• Parts of the exercise:
- a) Using the text on listed buildings in Coddington, explain what it means that all seven of the parish's listed buildings are rated Grade II.
- b) Answer these from the text on listed buildings in Coddington:
(i) In which national list are the parish's listed buildings recorded?
(ii) How many listed buildings does the parish contain?
(iii) What stands in the churchyard?
- c) Put this sentence from the text on listed buildings in Coddington into Spanish: "The parish is entirely rural."

• Text shown:
───

= Listed buildings in Coddington, Cheshire =

Coddington is a civil parish in Cheshire West and Chester, England. It contains seven buildings that are recorded in the National Heritage List for England as designated listed buildings, all of which are at Grade II. This grade is the lowest of the three gradings given to listed buildings and is applied to "buildings of national importance and special interest". The parish is entirely rural. The listed buildings consist of a church with a sundial in the churchyard, the village hall and an adjacent telephone kiosk, a farmhouse, the former rectory, and a former corn mill.

───

• Stored data:
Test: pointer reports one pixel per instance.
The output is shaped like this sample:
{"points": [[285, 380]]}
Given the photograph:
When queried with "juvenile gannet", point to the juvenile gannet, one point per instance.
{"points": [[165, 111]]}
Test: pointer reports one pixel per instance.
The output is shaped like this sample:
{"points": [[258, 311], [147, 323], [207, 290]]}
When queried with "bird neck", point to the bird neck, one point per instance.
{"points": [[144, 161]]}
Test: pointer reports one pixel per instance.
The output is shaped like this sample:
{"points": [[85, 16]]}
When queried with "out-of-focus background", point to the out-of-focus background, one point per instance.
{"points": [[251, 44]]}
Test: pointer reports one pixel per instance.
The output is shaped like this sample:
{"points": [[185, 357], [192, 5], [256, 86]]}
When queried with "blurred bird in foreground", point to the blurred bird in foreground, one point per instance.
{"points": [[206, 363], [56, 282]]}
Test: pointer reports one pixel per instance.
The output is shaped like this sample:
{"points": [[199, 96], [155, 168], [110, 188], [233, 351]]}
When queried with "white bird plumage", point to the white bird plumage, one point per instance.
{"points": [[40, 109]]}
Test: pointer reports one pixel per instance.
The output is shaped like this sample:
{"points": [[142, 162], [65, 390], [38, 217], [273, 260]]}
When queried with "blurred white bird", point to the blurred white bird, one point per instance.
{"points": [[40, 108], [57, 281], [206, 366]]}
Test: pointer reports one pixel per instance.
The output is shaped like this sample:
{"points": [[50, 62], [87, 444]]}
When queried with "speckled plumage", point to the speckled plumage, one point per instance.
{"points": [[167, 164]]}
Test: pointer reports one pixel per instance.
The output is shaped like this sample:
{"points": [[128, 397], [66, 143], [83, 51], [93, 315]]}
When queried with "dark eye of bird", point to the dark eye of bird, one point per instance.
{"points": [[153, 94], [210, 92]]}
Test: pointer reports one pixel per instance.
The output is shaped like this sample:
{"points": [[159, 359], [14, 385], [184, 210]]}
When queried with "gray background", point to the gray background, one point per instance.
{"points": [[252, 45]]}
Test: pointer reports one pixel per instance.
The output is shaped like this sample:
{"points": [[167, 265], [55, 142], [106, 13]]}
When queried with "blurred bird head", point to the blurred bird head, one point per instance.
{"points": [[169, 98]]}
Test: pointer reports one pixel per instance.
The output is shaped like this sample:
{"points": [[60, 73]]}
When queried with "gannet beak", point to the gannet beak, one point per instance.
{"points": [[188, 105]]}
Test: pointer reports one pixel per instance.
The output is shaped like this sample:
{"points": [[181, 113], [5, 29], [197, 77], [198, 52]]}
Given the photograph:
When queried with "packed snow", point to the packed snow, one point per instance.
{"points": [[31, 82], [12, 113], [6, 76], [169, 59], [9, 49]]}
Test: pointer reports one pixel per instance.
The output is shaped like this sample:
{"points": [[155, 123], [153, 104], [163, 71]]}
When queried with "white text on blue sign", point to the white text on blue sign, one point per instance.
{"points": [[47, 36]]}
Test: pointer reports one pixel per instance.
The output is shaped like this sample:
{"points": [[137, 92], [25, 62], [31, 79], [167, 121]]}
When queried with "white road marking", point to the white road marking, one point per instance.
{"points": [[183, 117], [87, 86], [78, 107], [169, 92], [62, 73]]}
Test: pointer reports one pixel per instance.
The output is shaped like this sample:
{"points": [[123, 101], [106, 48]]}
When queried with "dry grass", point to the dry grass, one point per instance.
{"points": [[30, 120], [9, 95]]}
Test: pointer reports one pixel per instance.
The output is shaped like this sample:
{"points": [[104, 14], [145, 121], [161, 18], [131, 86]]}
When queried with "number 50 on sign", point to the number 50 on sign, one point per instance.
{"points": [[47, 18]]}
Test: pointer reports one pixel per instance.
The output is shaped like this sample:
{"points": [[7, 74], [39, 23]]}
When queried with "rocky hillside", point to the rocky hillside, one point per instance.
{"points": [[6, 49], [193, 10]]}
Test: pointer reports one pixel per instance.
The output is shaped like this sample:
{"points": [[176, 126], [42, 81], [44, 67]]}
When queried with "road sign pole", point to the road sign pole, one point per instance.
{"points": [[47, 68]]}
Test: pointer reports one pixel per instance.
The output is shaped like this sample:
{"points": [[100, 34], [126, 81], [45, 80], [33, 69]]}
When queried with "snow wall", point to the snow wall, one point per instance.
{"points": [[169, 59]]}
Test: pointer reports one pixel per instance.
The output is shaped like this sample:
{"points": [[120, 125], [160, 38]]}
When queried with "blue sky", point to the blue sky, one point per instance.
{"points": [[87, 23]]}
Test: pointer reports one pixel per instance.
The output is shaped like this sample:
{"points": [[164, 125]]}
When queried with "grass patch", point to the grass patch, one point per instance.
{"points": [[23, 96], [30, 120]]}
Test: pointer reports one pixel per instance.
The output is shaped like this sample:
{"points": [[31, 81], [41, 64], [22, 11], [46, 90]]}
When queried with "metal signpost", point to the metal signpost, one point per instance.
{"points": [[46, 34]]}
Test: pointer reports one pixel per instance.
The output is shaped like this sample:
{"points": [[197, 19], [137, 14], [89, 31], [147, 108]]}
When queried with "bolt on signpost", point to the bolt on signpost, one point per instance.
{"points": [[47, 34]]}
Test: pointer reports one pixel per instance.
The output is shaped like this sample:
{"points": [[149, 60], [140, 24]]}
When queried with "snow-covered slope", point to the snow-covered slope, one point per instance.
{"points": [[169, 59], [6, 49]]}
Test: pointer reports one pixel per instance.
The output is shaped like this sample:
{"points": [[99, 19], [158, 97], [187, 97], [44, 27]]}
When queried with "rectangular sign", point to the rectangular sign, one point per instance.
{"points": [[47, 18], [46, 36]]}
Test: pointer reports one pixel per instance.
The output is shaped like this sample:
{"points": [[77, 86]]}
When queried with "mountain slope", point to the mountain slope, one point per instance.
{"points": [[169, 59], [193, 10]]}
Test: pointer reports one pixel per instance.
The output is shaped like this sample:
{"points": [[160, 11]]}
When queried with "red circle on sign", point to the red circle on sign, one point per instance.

───

• Full solutions:
- a) Grade II is the lowest of the three grades given to listed buildings. It applies to "buildings of national importance and special interest."

- b)
(i) The National Heritage List for England
(ii) Seven
(iii) A sundial

- c) La parroquia es totalmente rural.